Pour situer Variété(s), en dehors de mon cas familial, sachez que Nosferatu date de 1922. Et l’on sent dans ce cinéma allemand plein de vie et d’intelligence, que les acteurs ne demandent qu’à parler. Ils semblent un peu à l’étroit dans cette expressivité forcée qu’on leur demande encore et qui doit s’accompagner de nombreux roulages d’yeux. La liberté viendra peu après comme avec l’ Ange Bleu, qui en est une parfaite illustration en 1930. Un film parlant qui montre toute la puissance de cette nouvelle manière de faire.

  • C’est un peu comme ce bond quantique entre les bas reliefs égyptiens, confinant à être de profil, et la statuaire de Michel-Ange avec son David sans limite. Pour les Modigliani on attendra.

Ce drame est réellement jouissif.

Pas que je me réjouisse du malheur des autres ! Mais plutôt que j’adore ces « gueules » ultra-réalistes qui nous parlent (en silence), au milieu de quelques intermèdes hyper-expressionnismes.

Bien sûr, l’histoire nous est présentée avec une bonne dose de conventions qui nous paraissent désormais artificielles. Les jeunes générations auront sans doute du mal à pactiser avec cet entêtement du muet incommode. Comprendront-ils ce noir et blanc à la fois épuré et hyperbolique ?

Mais ne soyons pas bêtement anachronique. Épousons gaiement les pentes raides de ces montagnes russes (hongroises?) qui suivent les éminences et les abysses de ces débuts du grand cinéma.

En élevant ces roulements de yeux extrêmes au rang d’enluminures, on apprécie le reste de la composition. Ce récit immémorial sur l’adultère et sa punition, avec sa typographie minutieuse, en devient une vérité biblique (version B42). Ce réalisme, un brin paradoxal, est permis par des acteurs tellement vrais, qu’ils en deviennent intemporels. J’ai l’impression que le massif Emil Jannings est un contemporain, qui me fait des signes alors qu’il est juste en face de moi.

DONNÉES FOURNIES:
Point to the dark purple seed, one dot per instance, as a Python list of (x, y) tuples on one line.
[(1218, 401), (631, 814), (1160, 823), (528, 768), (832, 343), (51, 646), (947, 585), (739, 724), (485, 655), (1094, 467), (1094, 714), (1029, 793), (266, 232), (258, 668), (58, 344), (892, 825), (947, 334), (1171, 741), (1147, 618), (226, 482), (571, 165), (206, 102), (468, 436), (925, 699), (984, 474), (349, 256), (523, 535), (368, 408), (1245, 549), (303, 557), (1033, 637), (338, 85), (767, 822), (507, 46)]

OBJECTIF VISÉ: Réécrivez tout le passage de l'extrait retenu, depuis « Ce drame est » jusqu'à « quelques intermèdes hyper-expressionnismes. », en substituant « film muet » à « drame ».

RÉPONSE ATTENDUE:
Ce film muet est réellement jouissif.

Pas que je me réjouisse du malheur des autres ! Mais plutôt que j’adore ces « gueules » ultra-réalistes qui nous parlent (en silence), au milieu de quelques intermèdes hyper-expressionnismes.